| DATASET RECORDS |
+--
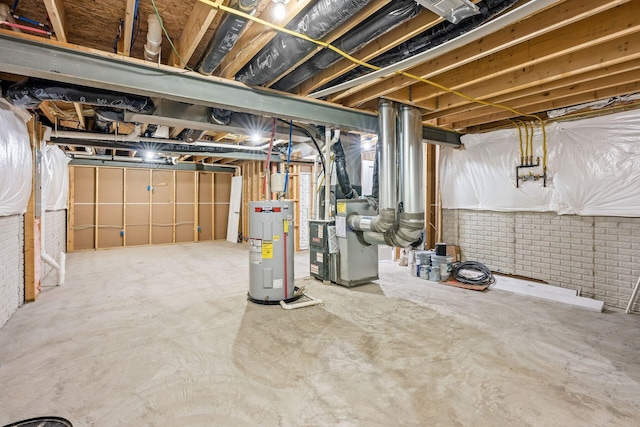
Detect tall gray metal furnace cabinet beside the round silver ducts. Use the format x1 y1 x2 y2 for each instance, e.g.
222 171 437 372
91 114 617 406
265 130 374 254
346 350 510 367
335 199 378 287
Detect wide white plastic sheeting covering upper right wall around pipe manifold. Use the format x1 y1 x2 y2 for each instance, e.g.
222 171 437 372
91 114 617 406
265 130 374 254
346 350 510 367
440 111 640 217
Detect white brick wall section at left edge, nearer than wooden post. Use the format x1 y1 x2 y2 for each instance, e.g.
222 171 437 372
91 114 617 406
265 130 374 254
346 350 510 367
0 215 24 327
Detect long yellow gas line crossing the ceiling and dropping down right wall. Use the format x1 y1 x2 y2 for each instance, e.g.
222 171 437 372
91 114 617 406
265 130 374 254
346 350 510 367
194 0 547 174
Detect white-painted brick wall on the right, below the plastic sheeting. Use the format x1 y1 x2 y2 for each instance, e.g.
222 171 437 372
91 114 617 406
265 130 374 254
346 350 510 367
442 209 640 311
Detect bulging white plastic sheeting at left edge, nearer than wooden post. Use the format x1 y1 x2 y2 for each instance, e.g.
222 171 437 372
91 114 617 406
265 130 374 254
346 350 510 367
0 102 33 216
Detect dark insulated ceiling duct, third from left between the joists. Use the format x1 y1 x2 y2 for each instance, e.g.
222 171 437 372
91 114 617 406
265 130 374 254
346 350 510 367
274 0 422 91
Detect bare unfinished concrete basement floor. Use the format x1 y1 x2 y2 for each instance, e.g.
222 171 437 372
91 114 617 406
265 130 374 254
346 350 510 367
0 242 640 426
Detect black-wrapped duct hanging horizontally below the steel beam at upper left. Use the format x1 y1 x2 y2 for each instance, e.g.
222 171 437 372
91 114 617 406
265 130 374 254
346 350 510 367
5 78 155 114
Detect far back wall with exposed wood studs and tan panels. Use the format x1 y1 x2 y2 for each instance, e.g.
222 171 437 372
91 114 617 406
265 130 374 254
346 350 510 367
67 166 232 251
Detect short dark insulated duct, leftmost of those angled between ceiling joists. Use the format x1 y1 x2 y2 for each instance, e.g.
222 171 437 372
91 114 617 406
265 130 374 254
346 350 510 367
198 0 258 75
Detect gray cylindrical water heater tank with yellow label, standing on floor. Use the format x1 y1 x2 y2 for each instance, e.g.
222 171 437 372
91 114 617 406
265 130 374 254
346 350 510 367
249 200 296 304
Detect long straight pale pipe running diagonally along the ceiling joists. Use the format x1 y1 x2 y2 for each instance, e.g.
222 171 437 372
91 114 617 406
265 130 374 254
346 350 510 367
307 0 558 98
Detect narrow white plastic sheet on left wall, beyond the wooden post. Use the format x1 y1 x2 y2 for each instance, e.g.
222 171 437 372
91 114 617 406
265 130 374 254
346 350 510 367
42 145 71 211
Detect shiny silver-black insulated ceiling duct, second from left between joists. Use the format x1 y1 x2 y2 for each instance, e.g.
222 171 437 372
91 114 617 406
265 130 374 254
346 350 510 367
236 0 371 86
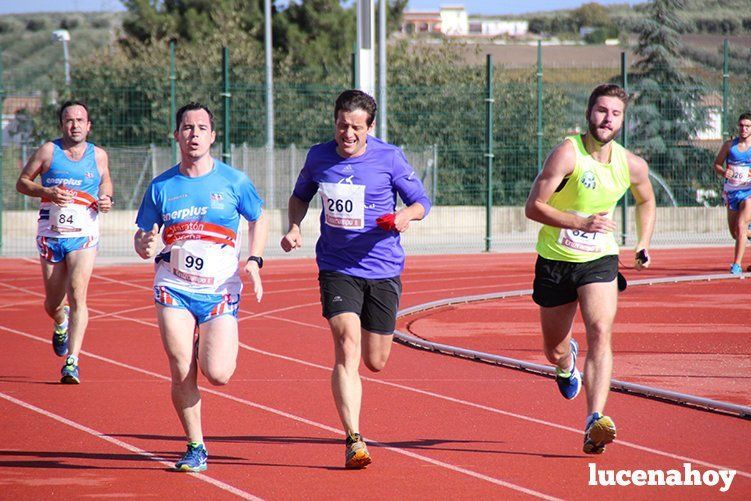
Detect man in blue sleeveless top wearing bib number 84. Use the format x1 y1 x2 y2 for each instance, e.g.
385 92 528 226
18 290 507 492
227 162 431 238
16 101 114 384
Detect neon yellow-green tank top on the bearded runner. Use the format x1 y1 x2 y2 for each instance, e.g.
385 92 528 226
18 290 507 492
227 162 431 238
537 135 631 263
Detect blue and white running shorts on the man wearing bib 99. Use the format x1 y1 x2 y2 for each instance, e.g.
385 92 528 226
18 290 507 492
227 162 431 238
154 285 240 325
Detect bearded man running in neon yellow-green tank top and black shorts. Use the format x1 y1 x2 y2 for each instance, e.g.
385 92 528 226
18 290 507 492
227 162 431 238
525 84 655 454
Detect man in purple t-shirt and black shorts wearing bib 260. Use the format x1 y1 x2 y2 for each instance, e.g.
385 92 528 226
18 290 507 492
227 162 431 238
281 90 430 469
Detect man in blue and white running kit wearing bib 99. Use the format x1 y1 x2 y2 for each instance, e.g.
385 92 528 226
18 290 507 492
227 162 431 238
133 102 268 472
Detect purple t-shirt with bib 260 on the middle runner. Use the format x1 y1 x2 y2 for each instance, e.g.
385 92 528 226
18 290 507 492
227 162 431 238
292 136 431 279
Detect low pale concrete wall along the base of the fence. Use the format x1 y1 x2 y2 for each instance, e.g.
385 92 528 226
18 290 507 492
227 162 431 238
2 206 732 259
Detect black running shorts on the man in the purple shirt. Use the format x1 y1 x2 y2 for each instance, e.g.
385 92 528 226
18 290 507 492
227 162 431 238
318 271 402 335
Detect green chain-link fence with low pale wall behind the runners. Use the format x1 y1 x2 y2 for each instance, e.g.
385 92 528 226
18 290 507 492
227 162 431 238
0 40 751 257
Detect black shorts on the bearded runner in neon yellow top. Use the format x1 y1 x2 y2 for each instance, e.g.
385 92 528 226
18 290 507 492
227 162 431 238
532 256 618 308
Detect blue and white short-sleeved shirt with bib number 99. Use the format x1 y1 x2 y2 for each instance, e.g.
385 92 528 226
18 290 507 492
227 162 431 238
136 160 263 294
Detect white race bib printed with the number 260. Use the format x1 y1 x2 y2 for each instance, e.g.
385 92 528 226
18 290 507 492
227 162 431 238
318 183 365 230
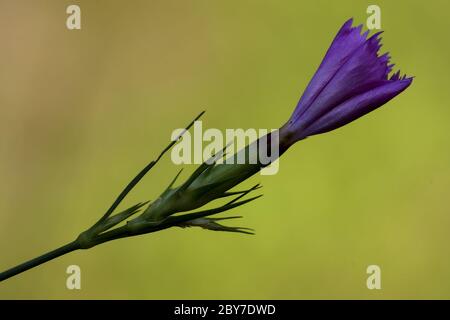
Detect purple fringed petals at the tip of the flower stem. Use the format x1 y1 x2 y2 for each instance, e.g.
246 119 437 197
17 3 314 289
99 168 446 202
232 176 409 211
280 19 412 147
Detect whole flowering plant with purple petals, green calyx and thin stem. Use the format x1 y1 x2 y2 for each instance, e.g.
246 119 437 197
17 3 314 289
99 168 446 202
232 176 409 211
0 19 412 281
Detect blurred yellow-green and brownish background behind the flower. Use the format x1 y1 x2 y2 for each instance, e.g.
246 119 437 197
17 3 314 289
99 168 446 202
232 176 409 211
0 0 450 299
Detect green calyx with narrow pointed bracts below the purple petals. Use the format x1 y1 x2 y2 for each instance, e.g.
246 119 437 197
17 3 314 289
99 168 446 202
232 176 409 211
76 112 262 249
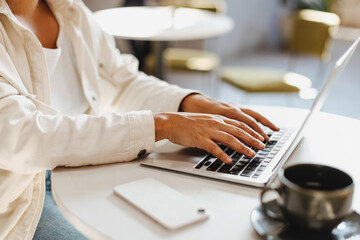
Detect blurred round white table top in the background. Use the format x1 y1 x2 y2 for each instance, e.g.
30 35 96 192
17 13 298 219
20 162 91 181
95 6 234 41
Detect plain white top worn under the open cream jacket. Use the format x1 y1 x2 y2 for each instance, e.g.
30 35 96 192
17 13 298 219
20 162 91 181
43 29 90 116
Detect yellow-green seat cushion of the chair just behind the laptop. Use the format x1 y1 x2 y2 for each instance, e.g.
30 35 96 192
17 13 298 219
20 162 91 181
221 67 311 92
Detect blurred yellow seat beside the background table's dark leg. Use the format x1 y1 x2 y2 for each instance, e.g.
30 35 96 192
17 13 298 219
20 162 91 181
164 48 219 72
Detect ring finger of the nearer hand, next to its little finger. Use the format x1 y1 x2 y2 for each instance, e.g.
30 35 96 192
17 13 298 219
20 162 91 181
212 131 256 158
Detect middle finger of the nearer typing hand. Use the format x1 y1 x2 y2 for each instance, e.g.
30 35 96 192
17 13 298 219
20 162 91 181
215 124 265 149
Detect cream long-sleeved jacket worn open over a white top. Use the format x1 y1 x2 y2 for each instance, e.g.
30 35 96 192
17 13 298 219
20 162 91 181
0 0 192 240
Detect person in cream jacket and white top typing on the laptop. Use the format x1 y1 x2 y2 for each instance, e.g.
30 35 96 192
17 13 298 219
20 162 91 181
0 0 278 239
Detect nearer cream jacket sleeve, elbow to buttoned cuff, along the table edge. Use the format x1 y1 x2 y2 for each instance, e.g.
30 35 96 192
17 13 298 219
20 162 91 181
0 74 155 174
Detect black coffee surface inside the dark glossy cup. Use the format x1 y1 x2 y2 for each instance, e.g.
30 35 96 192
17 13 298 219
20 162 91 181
284 164 353 191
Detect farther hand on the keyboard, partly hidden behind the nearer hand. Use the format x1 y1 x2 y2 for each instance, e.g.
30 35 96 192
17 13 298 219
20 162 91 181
179 94 279 140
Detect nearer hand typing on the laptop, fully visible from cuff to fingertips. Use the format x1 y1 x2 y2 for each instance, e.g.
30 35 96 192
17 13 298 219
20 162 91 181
154 112 265 163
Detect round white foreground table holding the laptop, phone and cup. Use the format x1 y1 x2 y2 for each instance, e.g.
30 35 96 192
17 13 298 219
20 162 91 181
52 107 360 240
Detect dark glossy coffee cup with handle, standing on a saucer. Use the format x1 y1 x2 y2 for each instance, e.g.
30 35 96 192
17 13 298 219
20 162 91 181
261 164 354 231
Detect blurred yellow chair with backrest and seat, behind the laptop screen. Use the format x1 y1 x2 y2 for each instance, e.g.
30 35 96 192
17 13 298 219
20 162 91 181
220 10 340 95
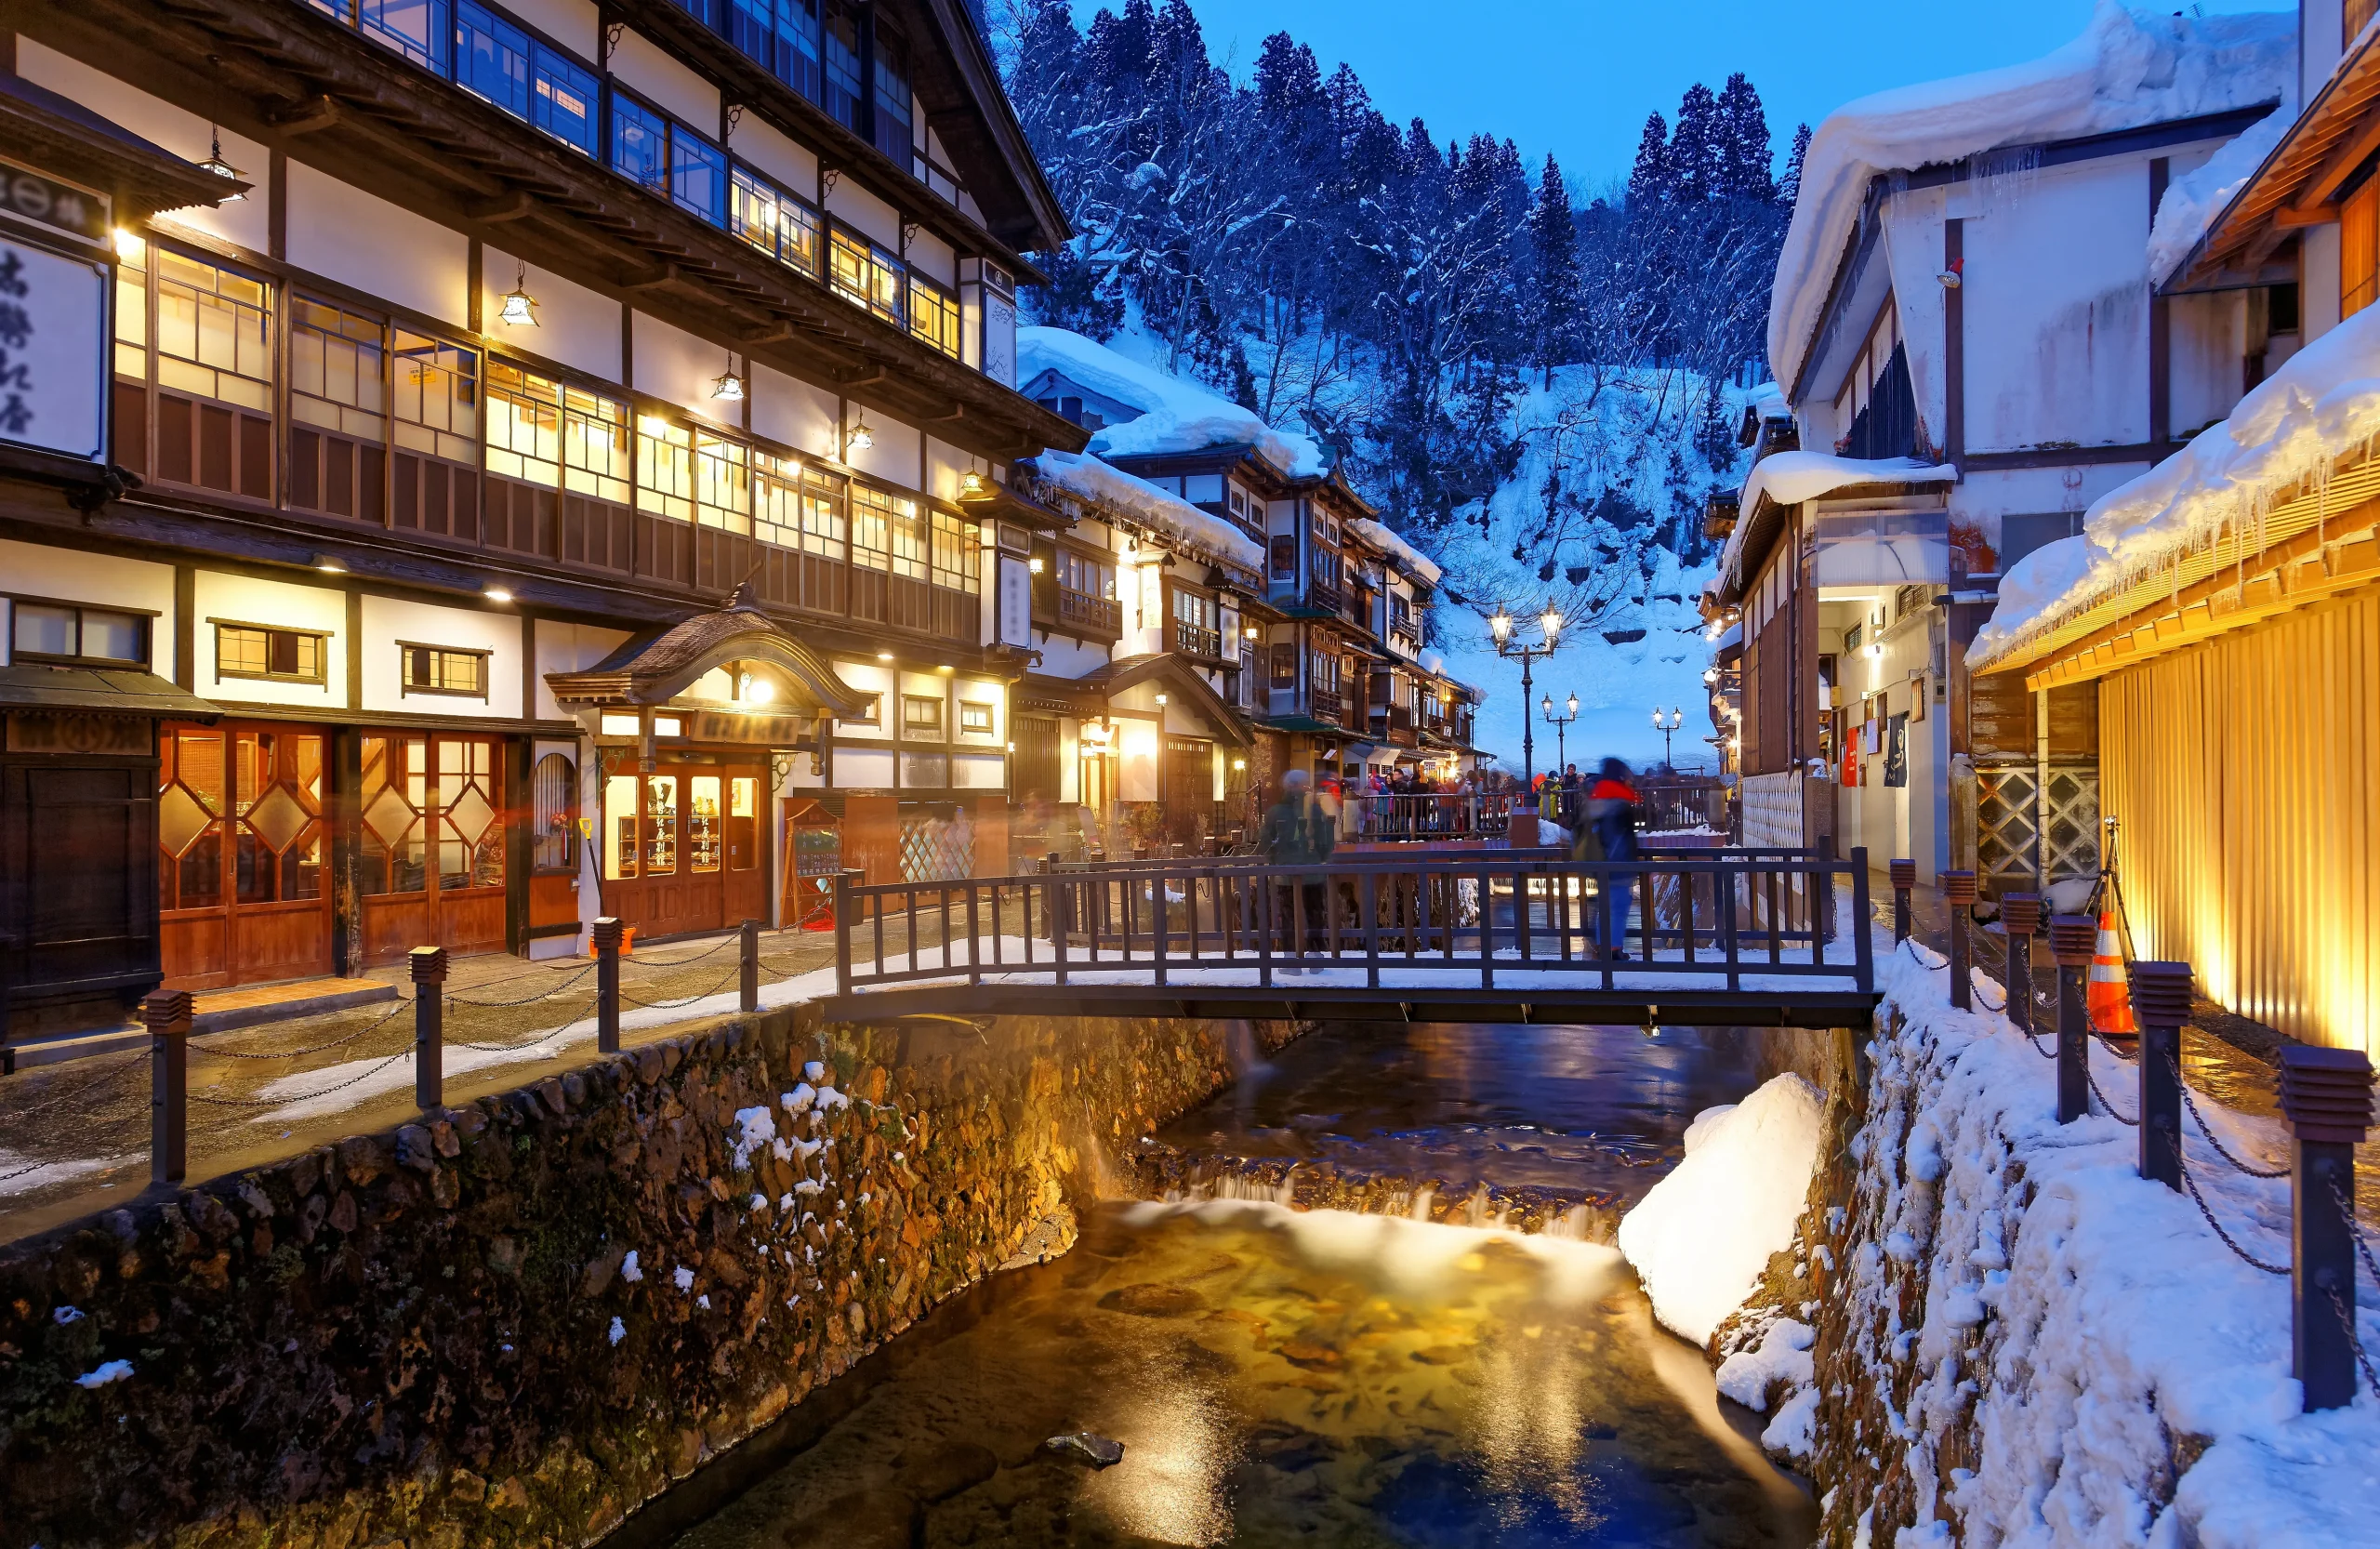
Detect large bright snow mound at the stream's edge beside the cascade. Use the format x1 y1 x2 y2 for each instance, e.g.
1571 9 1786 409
1619 1076 1823 1344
+--
| ACTIVITY |
Say how many lines in the listing above hold "neon". Give the number only.

| TASK SOLUTION |
3